→ **Point annotation dataset rows**:

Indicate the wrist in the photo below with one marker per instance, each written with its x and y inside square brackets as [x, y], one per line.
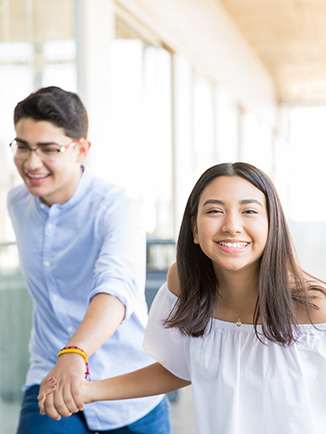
[76, 351]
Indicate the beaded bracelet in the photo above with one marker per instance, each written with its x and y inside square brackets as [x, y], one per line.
[77, 350]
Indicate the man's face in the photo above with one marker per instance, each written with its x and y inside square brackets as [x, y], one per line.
[52, 180]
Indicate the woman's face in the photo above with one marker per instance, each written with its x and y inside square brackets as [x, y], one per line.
[232, 224]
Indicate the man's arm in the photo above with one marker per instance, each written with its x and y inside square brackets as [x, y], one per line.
[103, 316]
[152, 380]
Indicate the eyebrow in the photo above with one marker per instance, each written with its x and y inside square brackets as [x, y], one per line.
[37, 144]
[242, 202]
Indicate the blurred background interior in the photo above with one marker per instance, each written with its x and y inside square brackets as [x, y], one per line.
[172, 87]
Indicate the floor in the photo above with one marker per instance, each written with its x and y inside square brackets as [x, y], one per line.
[181, 412]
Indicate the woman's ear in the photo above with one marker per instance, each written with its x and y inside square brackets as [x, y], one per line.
[84, 146]
[194, 230]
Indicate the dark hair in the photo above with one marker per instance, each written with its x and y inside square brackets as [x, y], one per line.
[53, 104]
[281, 280]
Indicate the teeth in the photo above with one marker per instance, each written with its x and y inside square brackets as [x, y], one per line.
[37, 176]
[234, 245]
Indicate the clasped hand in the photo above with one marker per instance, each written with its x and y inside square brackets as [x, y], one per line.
[61, 390]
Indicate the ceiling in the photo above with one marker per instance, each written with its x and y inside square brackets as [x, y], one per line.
[289, 36]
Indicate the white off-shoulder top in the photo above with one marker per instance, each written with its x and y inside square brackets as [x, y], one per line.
[240, 385]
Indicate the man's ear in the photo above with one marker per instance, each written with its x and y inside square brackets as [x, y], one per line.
[83, 148]
[194, 230]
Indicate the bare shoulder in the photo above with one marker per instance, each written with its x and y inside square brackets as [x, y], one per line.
[173, 280]
[318, 298]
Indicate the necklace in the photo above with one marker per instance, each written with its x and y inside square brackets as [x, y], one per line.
[238, 322]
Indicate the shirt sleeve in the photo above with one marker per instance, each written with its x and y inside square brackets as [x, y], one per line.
[166, 345]
[120, 268]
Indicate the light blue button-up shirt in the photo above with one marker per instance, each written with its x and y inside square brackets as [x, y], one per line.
[94, 243]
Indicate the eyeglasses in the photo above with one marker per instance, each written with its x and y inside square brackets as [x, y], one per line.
[46, 152]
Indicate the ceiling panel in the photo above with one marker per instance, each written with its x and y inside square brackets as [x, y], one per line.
[289, 36]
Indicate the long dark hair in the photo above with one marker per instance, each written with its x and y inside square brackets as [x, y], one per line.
[281, 280]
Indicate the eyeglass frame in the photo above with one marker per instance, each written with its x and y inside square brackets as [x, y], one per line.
[37, 150]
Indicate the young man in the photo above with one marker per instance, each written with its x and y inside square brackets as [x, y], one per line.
[82, 253]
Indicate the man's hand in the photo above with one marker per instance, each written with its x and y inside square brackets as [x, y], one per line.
[61, 396]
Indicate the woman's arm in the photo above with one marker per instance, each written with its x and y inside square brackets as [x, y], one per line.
[152, 380]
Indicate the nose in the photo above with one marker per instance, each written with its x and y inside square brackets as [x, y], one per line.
[232, 223]
[33, 161]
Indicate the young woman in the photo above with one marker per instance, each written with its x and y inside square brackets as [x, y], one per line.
[238, 318]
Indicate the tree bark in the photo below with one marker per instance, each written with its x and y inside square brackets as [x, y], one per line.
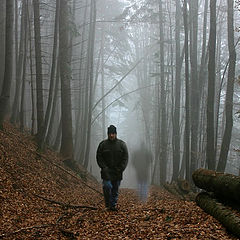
[53, 72]
[225, 186]
[229, 95]
[220, 212]
[163, 116]
[2, 41]
[176, 116]
[38, 57]
[65, 73]
[187, 122]
[210, 154]
[5, 93]
[19, 67]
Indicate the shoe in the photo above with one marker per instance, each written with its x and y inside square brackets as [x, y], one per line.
[113, 208]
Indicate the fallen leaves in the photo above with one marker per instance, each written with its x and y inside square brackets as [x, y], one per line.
[23, 215]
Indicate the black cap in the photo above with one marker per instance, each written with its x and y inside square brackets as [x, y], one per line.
[112, 129]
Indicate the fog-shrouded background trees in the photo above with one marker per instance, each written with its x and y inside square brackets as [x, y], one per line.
[162, 71]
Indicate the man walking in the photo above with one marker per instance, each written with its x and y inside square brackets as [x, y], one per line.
[112, 158]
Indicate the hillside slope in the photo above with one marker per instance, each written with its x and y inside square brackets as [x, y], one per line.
[42, 199]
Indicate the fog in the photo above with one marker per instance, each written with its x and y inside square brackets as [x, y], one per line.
[157, 70]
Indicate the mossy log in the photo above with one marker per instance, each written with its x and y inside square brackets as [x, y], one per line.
[224, 215]
[225, 186]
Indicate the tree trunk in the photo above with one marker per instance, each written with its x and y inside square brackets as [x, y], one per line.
[22, 104]
[2, 41]
[225, 186]
[163, 127]
[176, 116]
[5, 93]
[19, 67]
[187, 122]
[220, 212]
[90, 77]
[229, 95]
[65, 73]
[210, 154]
[38, 57]
[53, 72]
[194, 86]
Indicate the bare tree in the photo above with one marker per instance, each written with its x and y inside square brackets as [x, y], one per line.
[65, 75]
[38, 57]
[229, 94]
[210, 154]
[5, 93]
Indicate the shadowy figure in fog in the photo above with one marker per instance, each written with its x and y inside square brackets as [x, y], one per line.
[112, 158]
[141, 160]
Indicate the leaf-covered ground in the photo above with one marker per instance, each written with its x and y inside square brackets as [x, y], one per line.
[42, 199]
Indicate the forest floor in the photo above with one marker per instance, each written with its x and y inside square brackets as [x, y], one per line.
[40, 198]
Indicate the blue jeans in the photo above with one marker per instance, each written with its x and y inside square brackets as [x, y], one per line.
[110, 192]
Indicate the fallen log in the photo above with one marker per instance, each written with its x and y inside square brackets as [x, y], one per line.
[224, 215]
[225, 186]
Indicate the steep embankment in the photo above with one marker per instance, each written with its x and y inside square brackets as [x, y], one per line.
[41, 199]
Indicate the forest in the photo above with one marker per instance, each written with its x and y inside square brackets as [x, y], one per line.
[164, 72]
[161, 71]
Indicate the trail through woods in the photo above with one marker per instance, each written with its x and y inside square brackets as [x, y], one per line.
[41, 199]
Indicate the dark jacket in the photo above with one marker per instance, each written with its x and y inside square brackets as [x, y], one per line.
[112, 158]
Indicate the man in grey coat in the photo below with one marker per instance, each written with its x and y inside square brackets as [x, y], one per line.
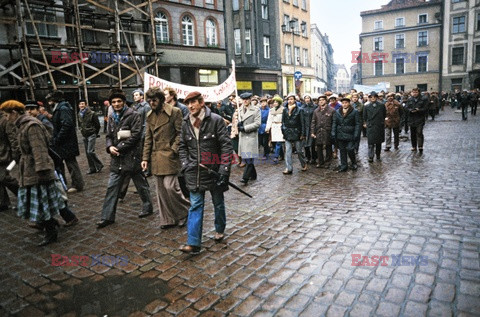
[374, 117]
[249, 120]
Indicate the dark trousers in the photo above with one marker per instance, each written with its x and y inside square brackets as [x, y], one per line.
[416, 134]
[7, 182]
[375, 148]
[311, 153]
[75, 173]
[114, 184]
[328, 153]
[249, 172]
[346, 148]
[263, 141]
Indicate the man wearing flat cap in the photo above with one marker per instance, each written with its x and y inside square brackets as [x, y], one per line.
[64, 140]
[204, 141]
[249, 120]
[374, 117]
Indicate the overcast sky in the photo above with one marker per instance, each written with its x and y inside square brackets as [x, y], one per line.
[340, 19]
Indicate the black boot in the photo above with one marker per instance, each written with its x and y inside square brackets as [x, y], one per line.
[51, 232]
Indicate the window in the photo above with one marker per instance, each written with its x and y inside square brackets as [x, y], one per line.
[422, 63]
[378, 25]
[238, 41]
[161, 27]
[297, 55]
[399, 22]
[44, 15]
[305, 57]
[266, 47]
[423, 38]
[187, 31]
[208, 77]
[458, 25]
[211, 29]
[248, 42]
[378, 44]
[400, 66]
[422, 18]
[422, 87]
[286, 19]
[378, 68]
[288, 54]
[457, 55]
[400, 41]
[265, 9]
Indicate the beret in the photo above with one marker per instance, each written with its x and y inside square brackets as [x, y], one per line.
[191, 96]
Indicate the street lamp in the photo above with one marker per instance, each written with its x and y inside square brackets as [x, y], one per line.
[292, 24]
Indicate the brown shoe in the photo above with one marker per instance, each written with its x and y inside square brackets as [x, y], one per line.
[191, 249]
[219, 236]
[72, 222]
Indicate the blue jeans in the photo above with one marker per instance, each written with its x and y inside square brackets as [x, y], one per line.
[289, 150]
[195, 215]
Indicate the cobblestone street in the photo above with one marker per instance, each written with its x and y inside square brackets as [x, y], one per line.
[288, 251]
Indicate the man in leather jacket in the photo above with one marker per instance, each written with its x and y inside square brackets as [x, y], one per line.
[204, 141]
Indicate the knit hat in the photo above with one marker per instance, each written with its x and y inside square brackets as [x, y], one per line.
[117, 93]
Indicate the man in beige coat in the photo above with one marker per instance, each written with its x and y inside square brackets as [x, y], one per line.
[164, 125]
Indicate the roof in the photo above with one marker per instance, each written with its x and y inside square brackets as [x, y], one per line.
[395, 5]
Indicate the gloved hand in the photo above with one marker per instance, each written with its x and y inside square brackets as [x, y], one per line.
[222, 181]
[240, 126]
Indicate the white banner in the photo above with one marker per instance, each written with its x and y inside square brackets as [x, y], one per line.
[211, 94]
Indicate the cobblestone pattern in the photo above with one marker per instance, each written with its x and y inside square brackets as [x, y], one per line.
[289, 250]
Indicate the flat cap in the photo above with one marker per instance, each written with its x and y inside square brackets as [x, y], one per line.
[246, 95]
[191, 96]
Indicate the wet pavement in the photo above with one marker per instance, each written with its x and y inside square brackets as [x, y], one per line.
[309, 244]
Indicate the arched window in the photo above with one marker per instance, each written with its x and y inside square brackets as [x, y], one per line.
[161, 27]
[187, 31]
[211, 30]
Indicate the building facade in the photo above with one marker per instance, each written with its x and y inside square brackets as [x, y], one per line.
[118, 40]
[400, 45]
[461, 49]
[253, 43]
[294, 23]
[342, 79]
[322, 60]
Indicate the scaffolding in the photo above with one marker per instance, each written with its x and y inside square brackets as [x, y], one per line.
[83, 47]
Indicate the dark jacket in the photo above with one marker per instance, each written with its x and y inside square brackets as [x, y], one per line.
[321, 125]
[213, 149]
[416, 111]
[8, 142]
[293, 126]
[130, 149]
[374, 115]
[308, 110]
[346, 128]
[64, 140]
[35, 165]
[88, 124]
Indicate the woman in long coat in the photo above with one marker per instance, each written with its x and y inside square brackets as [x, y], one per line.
[274, 127]
[38, 197]
[249, 120]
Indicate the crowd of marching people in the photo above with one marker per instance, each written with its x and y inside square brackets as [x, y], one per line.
[189, 148]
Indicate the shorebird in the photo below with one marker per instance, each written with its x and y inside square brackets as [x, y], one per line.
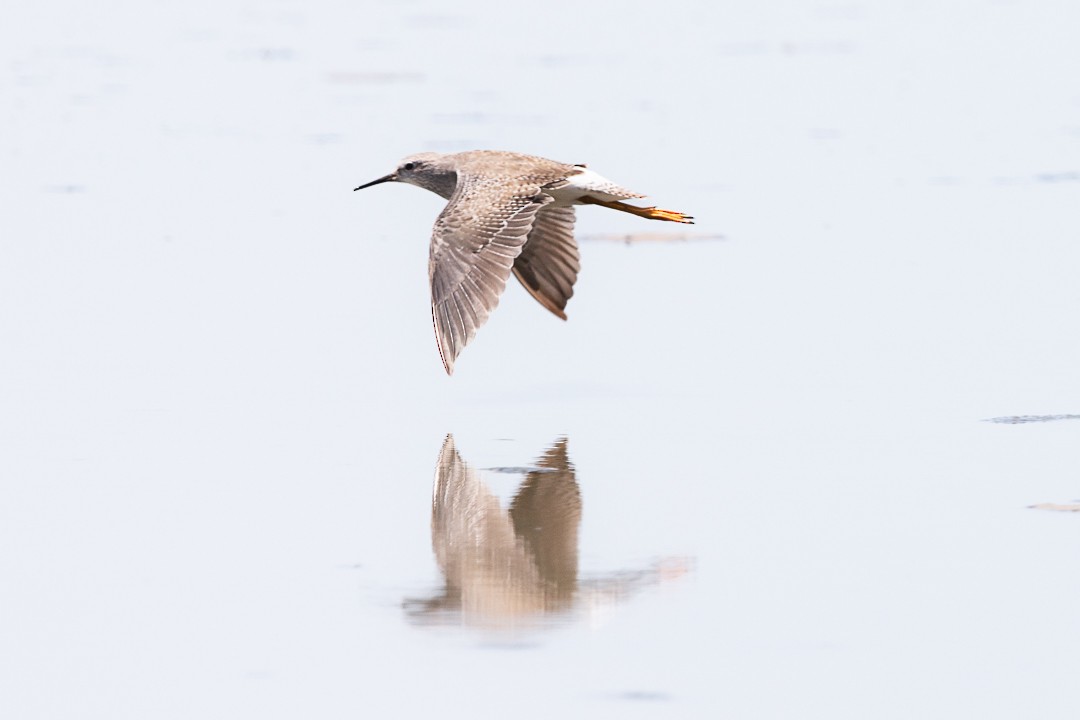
[507, 212]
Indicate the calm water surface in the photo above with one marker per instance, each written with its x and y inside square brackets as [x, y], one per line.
[751, 476]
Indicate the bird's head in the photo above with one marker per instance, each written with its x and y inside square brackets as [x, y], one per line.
[423, 170]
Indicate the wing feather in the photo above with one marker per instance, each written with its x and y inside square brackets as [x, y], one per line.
[476, 240]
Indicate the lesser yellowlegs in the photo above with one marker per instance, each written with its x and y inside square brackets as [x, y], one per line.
[507, 212]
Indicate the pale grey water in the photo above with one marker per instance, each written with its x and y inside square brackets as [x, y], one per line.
[221, 406]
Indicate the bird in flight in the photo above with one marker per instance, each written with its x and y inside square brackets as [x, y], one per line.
[505, 213]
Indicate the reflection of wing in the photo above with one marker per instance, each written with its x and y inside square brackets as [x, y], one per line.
[549, 263]
[502, 566]
[504, 569]
[473, 246]
[547, 513]
[486, 567]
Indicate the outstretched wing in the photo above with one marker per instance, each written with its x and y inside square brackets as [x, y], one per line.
[549, 263]
[476, 239]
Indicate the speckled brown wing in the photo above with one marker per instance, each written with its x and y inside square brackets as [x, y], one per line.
[476, 239]
[549, 263]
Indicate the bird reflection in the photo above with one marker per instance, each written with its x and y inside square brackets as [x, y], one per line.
[516, 567]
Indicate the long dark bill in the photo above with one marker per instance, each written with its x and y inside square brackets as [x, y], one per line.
[387, 178]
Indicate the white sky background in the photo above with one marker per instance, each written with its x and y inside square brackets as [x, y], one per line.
[220, 401]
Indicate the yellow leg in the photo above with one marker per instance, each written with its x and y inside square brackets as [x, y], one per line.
[651, 213]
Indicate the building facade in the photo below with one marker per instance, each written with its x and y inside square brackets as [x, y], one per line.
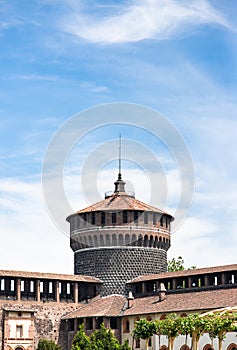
[120, 259]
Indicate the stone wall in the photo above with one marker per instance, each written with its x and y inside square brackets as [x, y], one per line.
[115, 266]
[47, 318]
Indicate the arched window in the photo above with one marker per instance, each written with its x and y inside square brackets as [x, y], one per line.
[137, 343]
[185, 347]
[136, 319]
[208, 347]
[126, 325]
[163, 317]
[232, 346]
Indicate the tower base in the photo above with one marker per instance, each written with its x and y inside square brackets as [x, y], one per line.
[117, 265]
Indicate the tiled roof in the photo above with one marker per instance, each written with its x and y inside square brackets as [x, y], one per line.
[115, 305]
[200, 271]
[51, 276]
[120, 201]
[203, 300]
[111, 305]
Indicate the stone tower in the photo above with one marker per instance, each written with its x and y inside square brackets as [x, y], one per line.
[119, 238]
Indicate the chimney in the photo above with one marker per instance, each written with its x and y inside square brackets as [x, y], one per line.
[161, 292]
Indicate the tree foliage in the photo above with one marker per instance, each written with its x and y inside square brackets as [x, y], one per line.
[177, 264]
[102, 339]
[45, 344]
[217, 325]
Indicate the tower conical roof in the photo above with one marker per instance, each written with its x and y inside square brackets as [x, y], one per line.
[121, 200]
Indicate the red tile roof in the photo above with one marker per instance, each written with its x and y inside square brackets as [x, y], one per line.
[200, 271]
[111, 305]
[115, 305]
[118, 201]
[181, 302]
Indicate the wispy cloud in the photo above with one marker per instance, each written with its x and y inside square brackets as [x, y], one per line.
[146, 19]
[35, 77]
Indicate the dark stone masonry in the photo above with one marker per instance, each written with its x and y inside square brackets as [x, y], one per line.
[116, 266]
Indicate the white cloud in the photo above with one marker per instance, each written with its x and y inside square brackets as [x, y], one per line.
[202, 243]
[146, 19]
[35, 77]
[29, 240]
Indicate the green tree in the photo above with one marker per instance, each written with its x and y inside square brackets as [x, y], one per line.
[145, 330]
[218, 325]
[170, 327]
[81, 341]
[125, 346]
[104, 339]
[45, 344]
[178, 265]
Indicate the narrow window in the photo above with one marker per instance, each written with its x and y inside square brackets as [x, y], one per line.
[93, 218]
[50, 287]
[89, 323]
[22, 286]
[2, 284]
[154, 218]
[98, 322]
[114, 218]
[19, 331]
[161, 220]
[138, 342]
[126, 326]
[113, 322]
[125, 217]
[145, 217]
[149, 342]
[102, 218]
[84, 219]
[136, 217]
[12, 286]
[71, 324]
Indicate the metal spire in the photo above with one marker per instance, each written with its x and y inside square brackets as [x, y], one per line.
[119, 175]
[119, 184]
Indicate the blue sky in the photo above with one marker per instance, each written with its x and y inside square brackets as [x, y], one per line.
[58, 58]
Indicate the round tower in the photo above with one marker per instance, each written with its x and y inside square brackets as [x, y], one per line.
[119, 238]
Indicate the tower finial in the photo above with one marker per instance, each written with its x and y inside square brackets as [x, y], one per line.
[119, 184]
[120, 175]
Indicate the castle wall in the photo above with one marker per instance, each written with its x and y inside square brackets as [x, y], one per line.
[115, 266]
[43, 322]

→ **Written instruction**: Render the rows as a two-column CSV with the headers text and points. Begin at the line that has "Indicate the green" and stop after the last row. Give one CSV line per row, put its text and its answer each in one quoted field, and turn line breaks into spaces.

→ **Response**:
text,points
"Indicate the green tree in the photo above with one marker per instance, each written with its x and y inside square brackets as [x, y], one per line.","[145, 330] [218, 325] [170, 327] [81, 341] [125, 346] [104, 339] [45, 344] [178, 265]"
"Indicate the narrow window in the photo above with one marker per instance, each written with its x and y inside square brackets as [x, y], one per line.","[93, 218] [50, 287] [89, 323] [22, 286] [2, 284] [154, 218] [98, 322] [114, 218] [19, 331] [161, 220] [138, 342] [126, 326] [113, 322] [125, 217] [145, 217] [149, 342] [102, 218] [84, 219] [136, 217] [12, 286] [71, 324]"
"Indicate the metal spire in the photo above with one marker per instance, each written with its x and y inside square brackets as [x, y], one per line.","[119, 175] [119, 184]"
"Indicate the blue sky in the photo above with one marker per instance, each written with its x and y inside square brackets as [x, y], one per line.","[58, 58]"
"Indicate the round tower in the photo above with one marker per instance, each written with its x and y inside square brackets as [x, y], one per line.","[119, 238]"
"Indicate the tower finial in the photo above with one marker per instance, each written with its x and y inside square brackets as [x, y], one per line.","[119, 184] [120, 175]"
"Indicate the castle wall in the photo above with one marker per instance, each written with its x and y inside square brackets as [x, y], one per line.","[115, 266] [43, 322]"